#### Prompt:
Please produce an exact transcription of the lines from the one containing "Practice step: label each instance of the dry" through the last line of the entries, leaving out every picture.

Collected data
════

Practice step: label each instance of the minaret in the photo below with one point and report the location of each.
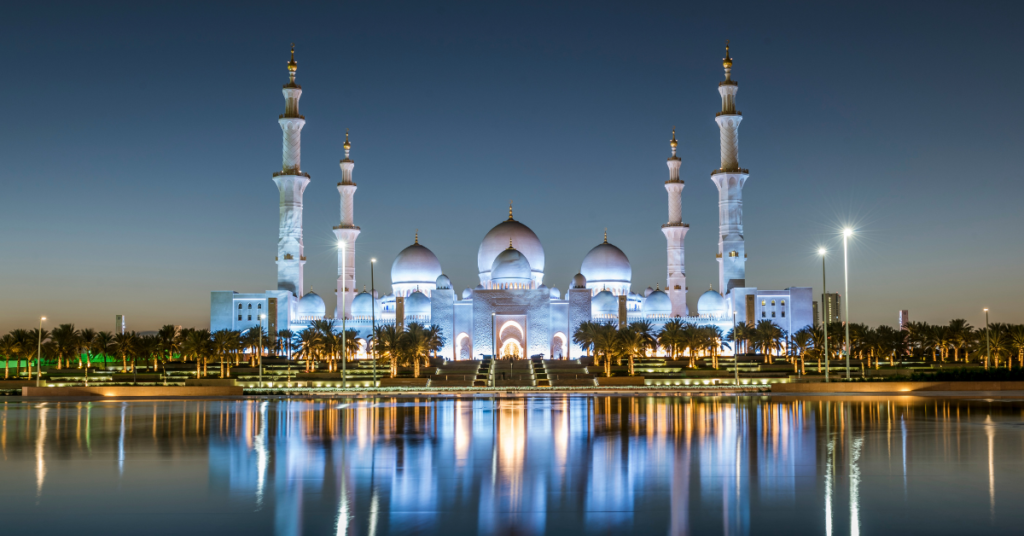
(291, 183)
(675, 235)
(730, 179)
(346, 234)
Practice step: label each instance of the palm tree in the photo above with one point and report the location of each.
(606, 342)
(101, 344)
(1017, 339)
(9, 346)
(585, 334)
(65, 338)
(802, 341)
(124, 344)
(671, 336)
(416, 343)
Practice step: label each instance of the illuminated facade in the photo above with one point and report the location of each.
(511, 312)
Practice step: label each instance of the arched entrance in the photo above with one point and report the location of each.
(511, 348)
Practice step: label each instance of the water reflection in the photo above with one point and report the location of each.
(543, 465)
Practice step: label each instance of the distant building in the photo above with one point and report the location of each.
(832, 311)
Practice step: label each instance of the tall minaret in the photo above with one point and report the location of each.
(675, 234)
(730, 179)
(346, 234)
(291, 182)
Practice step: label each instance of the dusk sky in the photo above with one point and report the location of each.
(141, 138)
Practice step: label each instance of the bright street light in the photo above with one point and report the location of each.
(824, 308)
(847, 233)
(39, 355)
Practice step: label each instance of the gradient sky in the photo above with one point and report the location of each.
(141, 138)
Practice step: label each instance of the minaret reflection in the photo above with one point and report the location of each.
(41, 450)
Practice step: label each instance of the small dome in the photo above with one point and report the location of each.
(311, 305)
(417, 304)
(604, 303)
(363, 305)
(510, 266)
(657, 303)
(497, 240)
(415, 264)
(606, 263)
(712, 302)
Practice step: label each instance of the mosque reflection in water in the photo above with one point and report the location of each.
(573, 464)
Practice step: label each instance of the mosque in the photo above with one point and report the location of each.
(512, 312)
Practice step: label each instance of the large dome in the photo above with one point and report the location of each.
(606, 263)
(604, 303)
(523, 239)
(416, 265)
(417, 304)
(657, 303)
(712, 302)
(363, 305)
(311, 305)
(510, 266)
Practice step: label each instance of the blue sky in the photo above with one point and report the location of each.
(141, 138)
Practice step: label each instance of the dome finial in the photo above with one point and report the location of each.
(727, 62)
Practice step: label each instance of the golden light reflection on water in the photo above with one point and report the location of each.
(508, 465)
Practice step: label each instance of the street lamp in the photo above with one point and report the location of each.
(259, 351)
(987, 349)
(847, 233)
(341, 311)
(373, 318)
(824, 310)
(39, 354)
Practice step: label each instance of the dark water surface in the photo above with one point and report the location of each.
(514, 466)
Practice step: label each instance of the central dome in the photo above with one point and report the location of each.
(497, 241)
(511, 266)
(416, 265)
(606, 263)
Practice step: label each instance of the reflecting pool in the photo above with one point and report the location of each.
(574, 464)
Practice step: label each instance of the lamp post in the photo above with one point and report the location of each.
(39, 354)
(373, 318)
(341, 311)
(735, 355)
(494, 345)
(259, 357)
(847, 233)
(987, 349)
(824, 310)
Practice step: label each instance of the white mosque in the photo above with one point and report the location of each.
(511, 311)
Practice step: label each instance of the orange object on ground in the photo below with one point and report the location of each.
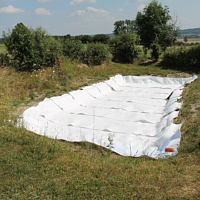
(169, 149)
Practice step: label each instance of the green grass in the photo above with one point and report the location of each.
(36, 167)
(194, 39)
(2, 48)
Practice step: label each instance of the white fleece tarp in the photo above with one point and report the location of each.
(132, 115)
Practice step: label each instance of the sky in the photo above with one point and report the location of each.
(80, 17)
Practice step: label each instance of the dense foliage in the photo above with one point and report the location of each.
(72, 49)
(183, 58)
(101, 38)
(96, 54)
(153, 26)
(31, 49)
(127, 26)
(124, 48)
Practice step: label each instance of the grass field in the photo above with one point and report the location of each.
(190, 40)
(36, 167)
(2, 48)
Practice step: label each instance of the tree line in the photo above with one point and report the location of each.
(30, 49)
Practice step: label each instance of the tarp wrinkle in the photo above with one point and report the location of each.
(133, 114)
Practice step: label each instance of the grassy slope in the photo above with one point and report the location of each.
(36, 167)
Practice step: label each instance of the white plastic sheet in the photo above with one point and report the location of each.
(132, 115)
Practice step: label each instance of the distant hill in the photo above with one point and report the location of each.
(193, 31)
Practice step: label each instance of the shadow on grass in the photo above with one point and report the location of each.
(186, 69)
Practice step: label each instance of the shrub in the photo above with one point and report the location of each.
(124, 49)
(96, 54)
(31, 49)
(72, 49)
(84, 38)
(101, 38)
(4, 59)
(156, 51)
(183, 58)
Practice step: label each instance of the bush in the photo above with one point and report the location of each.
(84, 38)
(101, 38)
(183, 58)
(96, 54)
(72, 49)
(124, 49)
(156, 51)
(4, 59)
(31, 49)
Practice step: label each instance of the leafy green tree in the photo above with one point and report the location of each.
(68, 36)
(31, 49)
(101, 38)
(185, 38)
(72, 49)
(19, 44)
(124, 48)
(96, 54)
(84, 38)
(121, 27)
(153, 26)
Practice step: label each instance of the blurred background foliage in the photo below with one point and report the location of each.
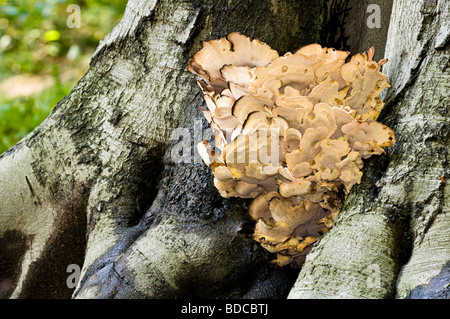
(41, 58)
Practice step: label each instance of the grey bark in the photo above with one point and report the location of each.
(392, 237)
(94, 184)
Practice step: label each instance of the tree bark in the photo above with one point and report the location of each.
(391, 239)
(94, 184)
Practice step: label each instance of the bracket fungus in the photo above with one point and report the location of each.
(290, 132)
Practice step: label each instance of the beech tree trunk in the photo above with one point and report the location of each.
(392, 238)
(96, 184)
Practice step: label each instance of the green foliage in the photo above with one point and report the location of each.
(35, 39)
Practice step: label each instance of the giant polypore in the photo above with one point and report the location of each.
(289, 131)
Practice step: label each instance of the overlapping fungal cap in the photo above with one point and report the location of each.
(290, 131)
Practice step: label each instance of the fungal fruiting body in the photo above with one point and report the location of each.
(289, 131)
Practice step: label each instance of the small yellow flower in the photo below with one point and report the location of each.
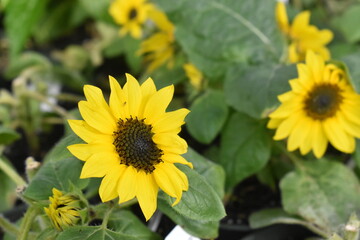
(159, 48)
(132, 142)
(63, 210)
(131, 14)
(195, 76)
(302, 35)
(321, 107)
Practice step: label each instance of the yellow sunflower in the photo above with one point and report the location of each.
(196, 77)
(321, 107)
(63, 210)
(302, 35)
(132, 143)
(131, 14)
(159, 47)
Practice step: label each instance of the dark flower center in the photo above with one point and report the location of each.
(132, 13)
(134, 144)
(323, 101)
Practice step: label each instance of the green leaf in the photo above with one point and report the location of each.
(7, 190)
(352, 68)
(93, 233)
(200, 201)
(54, 24)
(56, 174)
(322, 192)
(215, 34)
(98, 9)
(254, 90)
(126, 222)
(213, 173)
(198, 228)
(208, 115)
(245, 148)
(267, 217)
(8, 135)
(345, 23)
(20, 19)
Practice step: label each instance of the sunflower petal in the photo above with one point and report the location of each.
(147, 194)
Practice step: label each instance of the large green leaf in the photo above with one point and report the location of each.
(215, 34)
(215, 176)
(127, 223)
(208, 115)
(345, 23)
(60, 170)
(8, 135)
(213, 173)
(352, 66)
(93, 233)
(322, 192)
(245, 148)
(254, 90)
(20, 19)
(267, 217)
(198, 228)
(200, 201)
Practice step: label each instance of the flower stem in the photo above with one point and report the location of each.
(26, 222)
(11, 173)
(8, 226)
(107, 216)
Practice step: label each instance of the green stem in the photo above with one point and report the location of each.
(107, 216)
(8, 226)
(26, 222)
(11, 173)
(294, 159)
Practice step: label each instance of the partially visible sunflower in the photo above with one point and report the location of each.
(321, 107)
(159, 48)
(132, 143)
(131, 14)
(63, 210)
(195, 76)
(302, 35)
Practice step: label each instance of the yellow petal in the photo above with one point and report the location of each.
(99, 164)
(128, 184)
(319, 140)
(147, 194)
(171, 180)
(171, 121)
(97, 119)
(157, 104)
(170, 142)
(117, 101)
(175, 158)
(281, 17)
(133, 95)
(84, 151)
(148, 89)
(87, 133)
(109, 184)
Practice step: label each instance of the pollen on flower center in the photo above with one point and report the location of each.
(132, 13)
(134, 144)
(323, 101)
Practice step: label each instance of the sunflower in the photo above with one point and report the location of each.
(132, 142)
(63, 210)
(159, 47)
(321, 107)
(302, 35)
(131, 14)
(195, 76)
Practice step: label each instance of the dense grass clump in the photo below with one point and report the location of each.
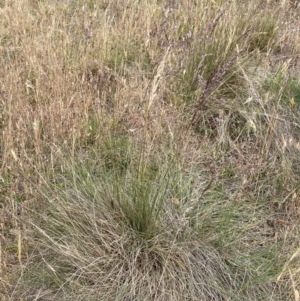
(149, 150)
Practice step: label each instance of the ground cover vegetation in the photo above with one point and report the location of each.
(149, 150)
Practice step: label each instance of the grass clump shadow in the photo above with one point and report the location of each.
(136, 234)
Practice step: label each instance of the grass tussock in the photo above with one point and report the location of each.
(149, 150)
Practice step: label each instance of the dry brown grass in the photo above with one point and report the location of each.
(128, 85)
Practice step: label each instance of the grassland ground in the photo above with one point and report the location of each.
(149, 150)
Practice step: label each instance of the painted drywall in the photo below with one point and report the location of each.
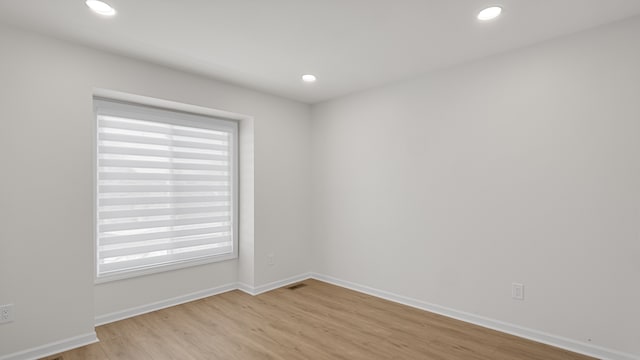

════

#### Response area:
Practice step: label each instance of the dry brown grass in the photo above with one point and report the location of each.
(128, 85)
Practice step: label each instance of the grassland ground in the photo above with one point and report the location of each.
(149, 150)
Practice step: label each instance of the painted drywall in the photo below with one point and report the location of each.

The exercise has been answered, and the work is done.